Could you return the listing below word for word, starting at its first line and stopping after the line that contains "[[148, 43]]"?

[Pointing records]
-*-

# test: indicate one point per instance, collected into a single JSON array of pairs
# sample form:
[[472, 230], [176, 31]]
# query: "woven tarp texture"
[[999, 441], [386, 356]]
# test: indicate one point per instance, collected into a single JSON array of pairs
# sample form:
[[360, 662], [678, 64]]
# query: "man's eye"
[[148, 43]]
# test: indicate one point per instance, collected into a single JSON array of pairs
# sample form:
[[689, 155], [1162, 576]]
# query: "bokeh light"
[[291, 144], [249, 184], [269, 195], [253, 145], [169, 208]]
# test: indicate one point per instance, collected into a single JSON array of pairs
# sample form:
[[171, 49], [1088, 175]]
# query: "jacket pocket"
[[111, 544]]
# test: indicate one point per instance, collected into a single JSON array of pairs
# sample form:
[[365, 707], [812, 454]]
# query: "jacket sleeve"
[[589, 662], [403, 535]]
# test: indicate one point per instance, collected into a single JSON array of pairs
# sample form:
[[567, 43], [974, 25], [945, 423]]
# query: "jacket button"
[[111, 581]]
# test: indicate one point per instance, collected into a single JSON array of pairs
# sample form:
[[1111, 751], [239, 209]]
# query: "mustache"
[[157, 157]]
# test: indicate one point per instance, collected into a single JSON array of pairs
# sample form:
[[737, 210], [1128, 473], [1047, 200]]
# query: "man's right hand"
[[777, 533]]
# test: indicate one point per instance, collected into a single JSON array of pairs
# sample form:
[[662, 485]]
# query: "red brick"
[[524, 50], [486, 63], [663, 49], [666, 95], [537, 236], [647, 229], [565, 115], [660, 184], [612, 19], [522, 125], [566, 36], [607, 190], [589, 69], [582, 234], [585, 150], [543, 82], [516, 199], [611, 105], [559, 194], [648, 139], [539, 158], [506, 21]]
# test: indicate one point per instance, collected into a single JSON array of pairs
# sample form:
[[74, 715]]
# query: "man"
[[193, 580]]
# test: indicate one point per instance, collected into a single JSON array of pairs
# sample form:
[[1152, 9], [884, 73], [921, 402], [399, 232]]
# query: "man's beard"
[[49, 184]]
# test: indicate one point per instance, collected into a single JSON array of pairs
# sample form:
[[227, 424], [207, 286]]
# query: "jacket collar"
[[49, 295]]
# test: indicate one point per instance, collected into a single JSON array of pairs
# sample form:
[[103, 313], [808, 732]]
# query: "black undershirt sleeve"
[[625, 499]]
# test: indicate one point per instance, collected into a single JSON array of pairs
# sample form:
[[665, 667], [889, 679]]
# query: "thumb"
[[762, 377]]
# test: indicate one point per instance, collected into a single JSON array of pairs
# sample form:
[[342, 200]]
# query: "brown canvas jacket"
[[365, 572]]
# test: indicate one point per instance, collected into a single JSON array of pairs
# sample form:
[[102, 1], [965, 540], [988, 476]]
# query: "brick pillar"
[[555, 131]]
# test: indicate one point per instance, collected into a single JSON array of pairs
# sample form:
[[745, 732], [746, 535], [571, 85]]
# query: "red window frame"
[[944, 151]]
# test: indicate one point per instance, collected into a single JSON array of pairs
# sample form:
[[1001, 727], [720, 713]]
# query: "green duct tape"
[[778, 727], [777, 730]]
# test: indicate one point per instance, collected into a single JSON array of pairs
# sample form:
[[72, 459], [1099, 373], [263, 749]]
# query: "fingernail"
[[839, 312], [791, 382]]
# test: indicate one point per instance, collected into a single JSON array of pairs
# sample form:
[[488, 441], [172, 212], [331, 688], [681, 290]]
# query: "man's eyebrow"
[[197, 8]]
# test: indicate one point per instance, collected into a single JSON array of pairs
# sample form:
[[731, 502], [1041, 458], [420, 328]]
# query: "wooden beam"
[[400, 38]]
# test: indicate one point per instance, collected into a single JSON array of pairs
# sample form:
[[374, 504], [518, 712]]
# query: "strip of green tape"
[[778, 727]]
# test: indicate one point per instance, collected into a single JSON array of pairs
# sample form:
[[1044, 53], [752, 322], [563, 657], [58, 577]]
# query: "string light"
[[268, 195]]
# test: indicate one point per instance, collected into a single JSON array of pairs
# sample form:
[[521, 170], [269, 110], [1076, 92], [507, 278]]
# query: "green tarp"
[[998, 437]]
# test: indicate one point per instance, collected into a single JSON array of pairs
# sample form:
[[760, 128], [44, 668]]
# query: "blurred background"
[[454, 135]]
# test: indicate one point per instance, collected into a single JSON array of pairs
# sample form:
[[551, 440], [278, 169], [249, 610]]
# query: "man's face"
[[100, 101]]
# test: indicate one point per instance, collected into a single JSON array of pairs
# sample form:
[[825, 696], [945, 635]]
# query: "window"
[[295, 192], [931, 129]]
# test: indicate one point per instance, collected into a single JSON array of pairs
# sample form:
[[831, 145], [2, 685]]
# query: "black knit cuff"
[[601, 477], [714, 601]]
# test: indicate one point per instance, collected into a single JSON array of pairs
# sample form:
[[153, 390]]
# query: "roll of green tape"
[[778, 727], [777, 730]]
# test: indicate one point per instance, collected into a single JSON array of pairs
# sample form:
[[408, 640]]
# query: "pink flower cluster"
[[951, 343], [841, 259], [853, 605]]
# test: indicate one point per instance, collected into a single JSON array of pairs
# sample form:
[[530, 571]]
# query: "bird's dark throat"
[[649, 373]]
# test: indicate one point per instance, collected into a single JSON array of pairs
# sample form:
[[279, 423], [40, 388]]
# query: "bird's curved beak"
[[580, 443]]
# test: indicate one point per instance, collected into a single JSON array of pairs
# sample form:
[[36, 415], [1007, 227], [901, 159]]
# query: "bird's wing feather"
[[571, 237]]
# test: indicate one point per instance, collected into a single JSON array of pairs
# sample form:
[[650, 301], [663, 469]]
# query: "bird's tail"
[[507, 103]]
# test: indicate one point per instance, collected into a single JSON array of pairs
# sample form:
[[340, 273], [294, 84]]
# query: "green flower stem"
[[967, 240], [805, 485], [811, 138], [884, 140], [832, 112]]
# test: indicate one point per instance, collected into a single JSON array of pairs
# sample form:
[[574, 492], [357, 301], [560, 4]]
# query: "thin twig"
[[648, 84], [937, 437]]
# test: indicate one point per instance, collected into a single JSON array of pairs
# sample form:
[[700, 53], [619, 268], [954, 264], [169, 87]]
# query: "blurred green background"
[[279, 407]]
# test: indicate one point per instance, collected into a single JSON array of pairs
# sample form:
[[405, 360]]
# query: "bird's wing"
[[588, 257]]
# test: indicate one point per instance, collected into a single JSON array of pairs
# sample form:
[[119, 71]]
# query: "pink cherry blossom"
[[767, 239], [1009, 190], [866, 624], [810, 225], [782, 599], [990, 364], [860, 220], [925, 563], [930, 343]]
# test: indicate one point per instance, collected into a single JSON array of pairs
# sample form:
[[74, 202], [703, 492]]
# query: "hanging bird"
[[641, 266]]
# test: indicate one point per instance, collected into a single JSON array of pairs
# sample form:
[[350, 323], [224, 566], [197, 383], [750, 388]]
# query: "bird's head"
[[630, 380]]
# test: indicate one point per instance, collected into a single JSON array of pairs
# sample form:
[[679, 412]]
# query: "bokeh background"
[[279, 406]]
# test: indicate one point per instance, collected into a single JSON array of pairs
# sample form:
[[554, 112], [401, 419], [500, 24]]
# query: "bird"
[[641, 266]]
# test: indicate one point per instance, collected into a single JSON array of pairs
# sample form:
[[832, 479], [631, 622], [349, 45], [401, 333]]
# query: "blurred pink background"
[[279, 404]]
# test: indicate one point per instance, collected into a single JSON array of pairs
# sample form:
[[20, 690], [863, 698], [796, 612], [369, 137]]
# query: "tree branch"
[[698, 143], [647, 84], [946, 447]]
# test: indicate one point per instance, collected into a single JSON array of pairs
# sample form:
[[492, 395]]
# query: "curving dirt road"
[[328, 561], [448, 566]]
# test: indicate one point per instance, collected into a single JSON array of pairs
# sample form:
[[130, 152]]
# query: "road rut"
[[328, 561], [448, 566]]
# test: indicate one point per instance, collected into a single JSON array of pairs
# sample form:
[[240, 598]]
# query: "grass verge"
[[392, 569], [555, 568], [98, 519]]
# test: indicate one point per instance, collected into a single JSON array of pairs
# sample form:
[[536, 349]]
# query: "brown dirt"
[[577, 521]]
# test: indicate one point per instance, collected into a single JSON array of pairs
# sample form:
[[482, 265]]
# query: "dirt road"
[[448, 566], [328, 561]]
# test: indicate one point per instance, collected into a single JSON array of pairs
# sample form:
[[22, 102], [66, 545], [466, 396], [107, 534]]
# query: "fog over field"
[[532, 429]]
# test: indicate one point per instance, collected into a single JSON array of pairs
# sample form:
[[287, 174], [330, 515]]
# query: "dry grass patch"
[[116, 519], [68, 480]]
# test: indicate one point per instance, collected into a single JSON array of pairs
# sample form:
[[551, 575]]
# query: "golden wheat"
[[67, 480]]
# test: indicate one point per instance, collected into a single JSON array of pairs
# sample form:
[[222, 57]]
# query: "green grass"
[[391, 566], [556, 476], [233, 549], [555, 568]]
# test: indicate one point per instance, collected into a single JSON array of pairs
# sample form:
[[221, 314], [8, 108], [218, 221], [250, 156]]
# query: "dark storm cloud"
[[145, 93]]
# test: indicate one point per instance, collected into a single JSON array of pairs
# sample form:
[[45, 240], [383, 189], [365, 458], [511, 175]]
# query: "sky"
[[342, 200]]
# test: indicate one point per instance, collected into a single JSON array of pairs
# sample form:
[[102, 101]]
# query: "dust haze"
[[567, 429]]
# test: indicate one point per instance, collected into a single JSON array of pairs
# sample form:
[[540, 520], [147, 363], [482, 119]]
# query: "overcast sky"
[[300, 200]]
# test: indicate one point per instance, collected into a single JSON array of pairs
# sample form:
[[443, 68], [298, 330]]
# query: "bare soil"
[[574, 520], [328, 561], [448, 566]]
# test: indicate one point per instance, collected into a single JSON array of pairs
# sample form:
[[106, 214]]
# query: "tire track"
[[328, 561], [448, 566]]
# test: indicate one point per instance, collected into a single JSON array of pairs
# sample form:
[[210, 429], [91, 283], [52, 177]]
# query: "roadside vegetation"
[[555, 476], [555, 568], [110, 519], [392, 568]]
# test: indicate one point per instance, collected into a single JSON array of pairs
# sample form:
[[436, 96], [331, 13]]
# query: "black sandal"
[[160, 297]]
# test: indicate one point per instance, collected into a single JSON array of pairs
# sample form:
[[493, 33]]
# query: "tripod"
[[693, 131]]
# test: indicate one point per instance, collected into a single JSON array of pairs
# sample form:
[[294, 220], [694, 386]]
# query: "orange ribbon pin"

-*-

■ Correct output:
# test: indicate one point per instance, collected into a single JSON array of pairs
# sample form:
[[472, 230], [176, 31]]
# query: "woven tarp texture"
[[999, 441], [386, 356]]
# test: indicate one point per instance, collected into a single JSON array of pairs
# sample form:
[[360, 662], [678, 64]]
# query: "man's eye"
[[148, 43]]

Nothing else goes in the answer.